(Records for pointing at named objects)
━━━━━━━━━━━━━━━━━━━━

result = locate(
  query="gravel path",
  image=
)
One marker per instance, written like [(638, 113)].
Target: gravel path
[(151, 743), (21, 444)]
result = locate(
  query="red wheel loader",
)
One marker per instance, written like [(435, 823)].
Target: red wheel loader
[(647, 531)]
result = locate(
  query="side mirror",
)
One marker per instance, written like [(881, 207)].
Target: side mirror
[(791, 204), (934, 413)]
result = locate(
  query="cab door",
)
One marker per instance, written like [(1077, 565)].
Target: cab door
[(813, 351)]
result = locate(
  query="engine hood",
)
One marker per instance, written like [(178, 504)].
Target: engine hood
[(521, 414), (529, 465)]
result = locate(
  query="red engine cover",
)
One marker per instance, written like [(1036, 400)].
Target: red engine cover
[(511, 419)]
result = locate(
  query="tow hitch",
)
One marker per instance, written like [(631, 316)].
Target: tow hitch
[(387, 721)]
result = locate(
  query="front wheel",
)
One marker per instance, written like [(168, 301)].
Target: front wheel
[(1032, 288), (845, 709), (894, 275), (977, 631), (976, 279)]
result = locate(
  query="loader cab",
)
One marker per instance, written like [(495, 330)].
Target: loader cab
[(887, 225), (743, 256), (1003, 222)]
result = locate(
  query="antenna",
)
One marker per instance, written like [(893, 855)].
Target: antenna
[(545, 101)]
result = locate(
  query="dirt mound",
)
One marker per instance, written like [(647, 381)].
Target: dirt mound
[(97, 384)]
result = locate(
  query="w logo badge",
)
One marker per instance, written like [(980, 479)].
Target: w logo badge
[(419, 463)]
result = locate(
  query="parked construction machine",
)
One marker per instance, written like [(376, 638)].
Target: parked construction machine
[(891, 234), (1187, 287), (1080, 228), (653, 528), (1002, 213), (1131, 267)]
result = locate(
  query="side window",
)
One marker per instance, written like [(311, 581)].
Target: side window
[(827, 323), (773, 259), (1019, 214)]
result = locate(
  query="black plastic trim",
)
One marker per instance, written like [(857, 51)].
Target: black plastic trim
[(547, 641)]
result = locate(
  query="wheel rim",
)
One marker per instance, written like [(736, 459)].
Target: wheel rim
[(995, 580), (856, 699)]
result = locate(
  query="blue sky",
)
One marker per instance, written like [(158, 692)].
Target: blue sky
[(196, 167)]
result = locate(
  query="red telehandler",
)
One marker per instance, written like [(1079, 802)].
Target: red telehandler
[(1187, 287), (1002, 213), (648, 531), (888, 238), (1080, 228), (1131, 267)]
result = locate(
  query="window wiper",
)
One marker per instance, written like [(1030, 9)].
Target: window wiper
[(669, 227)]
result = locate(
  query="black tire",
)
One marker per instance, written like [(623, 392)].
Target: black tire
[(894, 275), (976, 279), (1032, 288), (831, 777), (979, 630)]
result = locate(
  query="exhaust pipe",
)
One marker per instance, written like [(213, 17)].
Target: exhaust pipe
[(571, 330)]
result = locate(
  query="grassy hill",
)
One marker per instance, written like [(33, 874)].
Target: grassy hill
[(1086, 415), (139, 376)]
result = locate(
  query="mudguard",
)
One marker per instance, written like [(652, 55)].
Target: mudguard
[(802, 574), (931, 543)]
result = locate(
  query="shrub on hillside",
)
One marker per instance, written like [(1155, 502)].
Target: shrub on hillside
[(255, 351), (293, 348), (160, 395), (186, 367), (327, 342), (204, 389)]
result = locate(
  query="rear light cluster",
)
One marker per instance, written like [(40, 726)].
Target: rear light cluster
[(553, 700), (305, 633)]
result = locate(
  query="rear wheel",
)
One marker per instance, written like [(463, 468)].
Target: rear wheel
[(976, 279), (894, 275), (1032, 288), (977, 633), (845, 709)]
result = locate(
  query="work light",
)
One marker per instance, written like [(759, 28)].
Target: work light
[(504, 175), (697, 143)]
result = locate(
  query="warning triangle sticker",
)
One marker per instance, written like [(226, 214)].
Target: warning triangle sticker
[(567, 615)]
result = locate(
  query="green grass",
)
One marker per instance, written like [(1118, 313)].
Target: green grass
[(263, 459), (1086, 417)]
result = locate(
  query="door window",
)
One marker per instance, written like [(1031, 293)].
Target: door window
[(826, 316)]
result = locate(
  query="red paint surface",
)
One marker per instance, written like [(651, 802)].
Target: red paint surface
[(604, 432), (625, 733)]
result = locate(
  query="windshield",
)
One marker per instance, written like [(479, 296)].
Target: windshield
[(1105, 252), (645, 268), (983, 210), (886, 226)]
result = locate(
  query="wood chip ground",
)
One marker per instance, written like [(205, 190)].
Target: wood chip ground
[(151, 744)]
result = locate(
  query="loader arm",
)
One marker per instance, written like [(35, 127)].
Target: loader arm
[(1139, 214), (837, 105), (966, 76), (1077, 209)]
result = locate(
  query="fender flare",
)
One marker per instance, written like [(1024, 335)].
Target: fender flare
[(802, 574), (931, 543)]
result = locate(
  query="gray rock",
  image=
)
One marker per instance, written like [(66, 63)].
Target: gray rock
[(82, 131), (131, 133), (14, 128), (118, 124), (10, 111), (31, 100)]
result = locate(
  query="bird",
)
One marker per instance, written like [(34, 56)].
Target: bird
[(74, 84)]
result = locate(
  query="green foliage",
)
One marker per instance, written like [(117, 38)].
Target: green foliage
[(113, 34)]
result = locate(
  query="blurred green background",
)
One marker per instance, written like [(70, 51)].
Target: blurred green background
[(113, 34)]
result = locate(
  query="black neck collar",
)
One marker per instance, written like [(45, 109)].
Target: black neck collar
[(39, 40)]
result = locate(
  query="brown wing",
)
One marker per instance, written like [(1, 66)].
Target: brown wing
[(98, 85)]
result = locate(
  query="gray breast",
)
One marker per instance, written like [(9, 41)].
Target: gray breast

━━━━━━━━━━━━━━━━━━━━

• [GIVEN PROBLEM]
Copy out every item above verbatim, from the first through the last.

• [RIGHT ANSWER]
result = locate(
  query="gravel path",
  image=
)
One marker per instance, written like [(638, 113)].
Target: gravel path
[(151, 743), (21, 444)]
result = locate(
  query="red wheel loader",
)
One marker per instance, written like [(435, 823)].
Target: red wheel loader
[(647, 531)]
result = locate(
  query="side mirror",
)
One marker per instance, written like [(881, 207)].
Target: side mirror
[(791, 204), (934, 413)]
result = locate(
  query="cab door",
)
One marker per instance, written like [(1077, 565)].
Target: cab door
[(813, 351)]
result = locate(
  query="engine hood",
)
One marker per instance, written like [(178, 504)].
Target: engine hood
[(521, 414), (529, 465)]
result = locate(
  query="red engine cover",
)
One marker per instance, written like [(1036, 400)].
Target: red engine cover
[(511, 419)]
result = locate(
  query="tow hitch",
)
One marker per instance, written like [(631, 316)].
Target: tow hitch
[(387, 721)]
result = locate(
  query="front wheel",
)
One marker per instance, written like [(168, 301)].
Target: front wheel
[(1032, 288), (845, 709), (894, 275), (977, 631), (976, 279)]
result = locate(
  query="loader cab",
)
One marker per instance, written like [(495, 330)].
Target: loader cab
[(887, 225), (743, 256), (1003, 222)]
result = locate(
  query="antenna",
)
One marker per instance, written like [(893, 855)].
Target: antenna
[(545, 101)]
result = locate(
  query="dirt mound",
)
One marker per instance, written like [(647, 381)].
Target: dirt mound
[(97, 384)]
result = locate(
  query="w logo badge",
)
One marker per instance, written like [(980, 479)].
Target: w logo badge
[(419, 463)]
result = locate(
  query="parked construction machine",
)
One marker per instance, written like [(376, 638)].
Target: parked construction machine
[(891, 234), (1187, 287), (1080, 228), (653, 528), (1002, 213), (1131, 267)]
result = locate(
  query="side window",
)
One marker per instance, written like [(311, 581)].
Target: side window
[(827, 323), (773, 259), (1019, 214)]
result = locate(
  query="black plastic trim",
)
One marker per instance, written like [(857, 51)].
Target: black plastic trim
[(547, 641)]
result = locate(
  query="wheel rim",
)
One marker per instance, written like [(736, 459)].
Target: wheel rim
[(995, 580), (856, 699)]
result = locate(
  query="blue sky",
)
One marker per instance, written like [(158, 692)].
Target: blue sky
[(196, 167)]
result = locate(
  query="red telehandler",
)
One marker per instance, written like [(1079, 802)].
Target: red telehandler
[(1187, 287), (1002, 213), (648, 531), (888, 238), (1080, 228), (1131, 267)]
result = locate(
  query="window wiper",
)
One marker per instance, written like [(1030, 9)].
Target: window wiper
[(669, 227)]
result = locate(
  query="black tire",
)
One marker per instance, written like [(623, 392)].
Target: black tire
[(894, 275), (976, 279), (1032, 288), (831, 777), (979, 630)]
result = locate(
  query="exhaust pipe",
)
One marker per instance, written like [(213, 17)].
Target: exhaust pipe
[(571, 330)]
result = locate(
  query="grassy hill",
)
One marker per instance, written like [(33, 874)].
Target: grassy hill
[(1086, 415), (139, 376)]
result = locate(
  query="mudguard",
)
One marker per instance, written like [(652, 55)].
Target: mudguard
[(802, 574), (931, 543)]
result = locate(
  query="shrub on hillside",
)
One marker per instance, written like [(1155, 502)].
Target: shrub on hillside
[(255, 351), (293, 348), (160, 395), (186, 367), (327, 342), (204, 389)]
result = locate(
  query="rear light cluster",
)
One marker per instance, written like [(40, 726)].
Target: rear light cluster
[(553, 700), (305, 633)]
result = locate(
  query="rear wheel",
)
One marker per instance, written like [(463, 468)].
Target: rear wheel
[(976, 279), (894, 275), (1032, 288), (977, 633), (845, 709)]
result = locate(
  query="work light",
)
One marker per instance, written like [(759, 28)].
Target: work light
[(504, 175), (697, 143)]
result = locate(
  query="warning triangle sticker",
)
One marker per instance, written like [(226, 214)].
Target: warning triangle sticker
[(567, 615)]
result = locate(
  query="green grass",
)
One marker per instance, written like [(1118, 313)].
Target: green grass
[(263, 459), (1086, 417)]
result = locate(
  query="door window",
)
One marker per instance, written like [(1031, 293)].
Target: door window
[(826, 316)]
result = locate(
  query="red paint surface",
)
One marker per instance, written like [(651, 802)].
Target: red paint surface
[(604, 432), (625, 733)]
result = locate(
  query="windshield",
)
One marker per instance, written like [(479, 296)].
Target: windshield
[(1105, 252), (645, 268), (983, 210), (886, 226)]
result = locate(
  query="wood chip ground",
)
One marker per instance, written like [(205, 190)].
Target: wood chip ground
[(151, 744)]
result = locate(
  query="loader arm",
)
One marker per instance, written like [(35, 127)].
Target: loader arm
[(1139, 214), (837, 105), (966, 76), (1077, 209)]
result = locate(
  query="fender flare",
)
One marker per instance, written like [(1024, 335)].
Target: fender flare
[(802, 574), (931, 543)]
result = locate(
  query="gray rock",
  image=
)
One marker per instance, written like [(66, 63)].
Target: gray rock
[(82, 131), (131, 133), (14, 128), (118, 124), (10, 111), (31, 100)]
result = locate(
  query="bird",
)
One marker per instance, written like [(34, 56)].
Target: bird
[(74, 84)]
result = locate(
  query="green foliage",
)
One marker per instance, written like [(117, 38)].
Target: green foliage
[(113, 34)]
result = locate(
  query="blurred green background",
)
One marker per instance, written like [(70, 51)].
Target: blurred green background
[(113, 34)]
result = locate(
  query="black neck collar",
)
One marker per instance, written like [(45, 109)].
Target: black neck collar
[(39, 40)]
result = locate(
  query="brown wing",
)
One marker per instance, written like [(1, 66)].
Target: brown wing
[(98, 85)]
result = locate(
  query="gray breast",
)
One marker per instance, written like [(9, 41)].
Target: gray breast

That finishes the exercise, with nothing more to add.